Task item - Could you return every record below without changing a word?

Task data -
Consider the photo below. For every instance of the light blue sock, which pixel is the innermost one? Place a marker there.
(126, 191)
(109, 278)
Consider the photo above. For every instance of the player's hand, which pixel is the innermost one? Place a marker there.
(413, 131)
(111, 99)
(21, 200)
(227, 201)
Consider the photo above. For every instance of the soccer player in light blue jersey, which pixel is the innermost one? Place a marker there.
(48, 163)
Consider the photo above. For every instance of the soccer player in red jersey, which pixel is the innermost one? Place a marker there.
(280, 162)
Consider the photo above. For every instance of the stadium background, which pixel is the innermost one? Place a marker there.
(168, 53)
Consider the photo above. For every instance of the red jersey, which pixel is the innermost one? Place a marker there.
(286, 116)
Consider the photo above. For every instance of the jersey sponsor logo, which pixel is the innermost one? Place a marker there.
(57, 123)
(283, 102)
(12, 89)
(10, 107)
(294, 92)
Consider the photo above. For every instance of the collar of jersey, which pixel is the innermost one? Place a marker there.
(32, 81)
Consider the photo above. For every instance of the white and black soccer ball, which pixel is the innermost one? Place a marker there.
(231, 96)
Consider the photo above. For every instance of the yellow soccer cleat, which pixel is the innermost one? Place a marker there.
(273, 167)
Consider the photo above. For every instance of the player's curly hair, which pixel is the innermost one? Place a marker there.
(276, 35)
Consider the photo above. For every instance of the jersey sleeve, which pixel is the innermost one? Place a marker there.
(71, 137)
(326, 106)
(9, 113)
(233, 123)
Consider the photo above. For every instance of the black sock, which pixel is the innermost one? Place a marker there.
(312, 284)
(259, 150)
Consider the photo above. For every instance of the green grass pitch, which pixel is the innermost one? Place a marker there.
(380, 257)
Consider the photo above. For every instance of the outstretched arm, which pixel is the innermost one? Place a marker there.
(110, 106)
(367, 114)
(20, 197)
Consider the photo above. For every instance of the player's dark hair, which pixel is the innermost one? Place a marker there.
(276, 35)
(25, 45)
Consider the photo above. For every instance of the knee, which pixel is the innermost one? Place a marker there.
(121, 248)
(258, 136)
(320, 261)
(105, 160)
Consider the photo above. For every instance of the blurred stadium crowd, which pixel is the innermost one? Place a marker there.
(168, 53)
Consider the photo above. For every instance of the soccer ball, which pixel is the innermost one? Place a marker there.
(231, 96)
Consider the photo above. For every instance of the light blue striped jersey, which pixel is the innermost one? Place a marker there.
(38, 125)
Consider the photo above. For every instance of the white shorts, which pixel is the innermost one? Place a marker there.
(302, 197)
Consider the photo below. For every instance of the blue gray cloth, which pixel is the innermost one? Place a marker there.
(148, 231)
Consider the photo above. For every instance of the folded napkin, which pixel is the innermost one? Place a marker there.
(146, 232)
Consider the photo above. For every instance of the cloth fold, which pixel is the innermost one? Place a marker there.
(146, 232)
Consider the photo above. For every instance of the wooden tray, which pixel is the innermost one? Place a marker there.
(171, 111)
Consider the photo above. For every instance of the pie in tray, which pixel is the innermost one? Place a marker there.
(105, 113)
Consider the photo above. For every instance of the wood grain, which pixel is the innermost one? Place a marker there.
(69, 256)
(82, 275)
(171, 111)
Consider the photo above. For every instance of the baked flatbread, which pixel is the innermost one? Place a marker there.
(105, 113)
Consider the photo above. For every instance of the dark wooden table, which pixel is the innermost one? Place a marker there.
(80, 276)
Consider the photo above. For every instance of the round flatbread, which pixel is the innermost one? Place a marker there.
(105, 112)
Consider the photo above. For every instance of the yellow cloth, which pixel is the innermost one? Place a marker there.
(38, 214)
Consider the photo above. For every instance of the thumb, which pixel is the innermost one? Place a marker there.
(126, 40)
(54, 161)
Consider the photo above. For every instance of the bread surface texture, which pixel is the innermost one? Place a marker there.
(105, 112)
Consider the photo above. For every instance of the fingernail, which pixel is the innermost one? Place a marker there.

Result for this task -
Consider the photo below. For every instance of the light blue sock, which pixel is the innermost one? Place a marker there.
(126, 191)
(109, 278)
Consider the photo above. For every instance of the player's hand, which pixel is the innermost one? Place a marker there.
(413, 131)
(111, 99)
(21, 200)
(227, 201)
Consider the photo above. For every instance of the soccer player in light blue jersey, which pixel is the innermost one? Place a marker there.
(48, 163)
Consider the photo above. For every instance of the soccer player in red jersey, which pixel is the innermost one? Place a marker there.
(280, 162)
Consider the photo above. For every instance of the stadium background, which pixel is the innermost one? Place a marker there.
(168, 53)
Consider the photo above. For every instance of the red jersey, which pixel is the innermost one? Place a marker there.
(286, 116)
Consider the photo above. For every instance of the jersey sponsor logo, which pixel is the innermost one? Place a marker there.
(57, 123)
(283, 102)
(12, 89)
(10, 107)
(294, 92)
Consider the photo above. For every instance of the collar of jersey, which pixel is the innermost one? Place a marker there.
(32, 81)
Consider the photo above. For every instance of the white and black soccer ball, which pixel is the innermost one? Place a marker there.
(231, 96)
Consider the photo above. For every instance of the yellow soccer cleat, which pixel is the innermost one? Place a marker there.
(273, 167)
Consider the photo above. For every instance of the player's curly hair, which pixel is the innermost one? Place a marker there.
(276, 35)
Consider the photo above. For every instance of the jersey sleeve, which pixel is the innermost one? Place a marker there.
(71, 137)
(326, 106)
(9, 113)
(233, 123)
Consider the photo above. For every instance of the black sock, which pixel is the innermost one? Place a marker there.
(312, 284)
(259, 150)
Consider the photo above. For every instance of the green grass pitch, which pixel is the innermost one? Place a marker there.
(380, 257)
Consider the photo above. For every instance of the outstretched arm, which pixel is the innermost one? Place a marker there.
(110, 106)
(367, 114)
(20, 197)
Consider the photo above. For every instance of the player's dark hair, which pixel is the innermost one? Place a marker there.
(276, 35)
(25, 45)
Consider the photo above. For every instance of the knee, which pixel is the innermost one? Place a marker there.
(121, 248)
(258, 136)
(320, 261)
(105, 160)
Consider the photo above. For every instance of the blurred stadium crowd, which pixel is the innermost one? Place a marker there.
(168, 53)
Consider the photo above. For every instance of the soccer ball, which pixel is the innermost one? Place a marker there.
(231, 96)
Consider the photo above. For every instance of the light blue striped jersey, which pixel is the innermost one? Place a marker there.
(38, 125)
Consider the photo above. For every instance of the white shorts, which pixel is the innermost one? Place a marker there.
(302, 197)
Consider the photo below. For every instance of the blue gray cloth, which pixel is the innermost one? Place a marker there.
(148, 231)
Consider the photo above. For every instance of the folded napkin, which pixel is the innermost one? Place a marker there.
(146, 232)
Consider the photo above. For every instance of the cloth fold, which pixel is the innermost one? Place a marker there.
(146, 232)
Consider the photo above. For every instance of the wooden tray, which pixel is the innermost one? Place a marker there.
(171, 111)
Consider the photo above. For every instance of the pie in tray, which pixel is the innermost one? Place a marker there.
(105, 113)
Consider the photo above. For every instance of the wood grain, which pixel is the innermost one? Place a marker there.
(69, 256)
(82, 275)
(171, 111)
Consider the photo above. For every instance of the baked flatbread, which pixel is the innermost one? Place a marker there.
(105, 113)
Consider the photo above. For every instance of the dark wooden table, which pixel is the innermost one? Place a marker there.
(80, 276)
Consider the photo above. For every instance of the round flatbread, which pixel is the innermost one? Place a marker there.
(105, 112)
Consider the photo above. For every instance of the yellow cloth, which pixel is the innermost one? Place a marker there.
(38, 214)
Consider the photo above. For every instance of the thumb, which pixel is the innermost one? Place a marker there.
(126, 40)
(54, 161)
Consider the photo above. For every instance of the bread surface texture, which pixel is the innermost one? Place a marker there.
(105, 112)
Consider the photo above. For every instance of the fingernail, which pixel is the innermost one? Place a marker there.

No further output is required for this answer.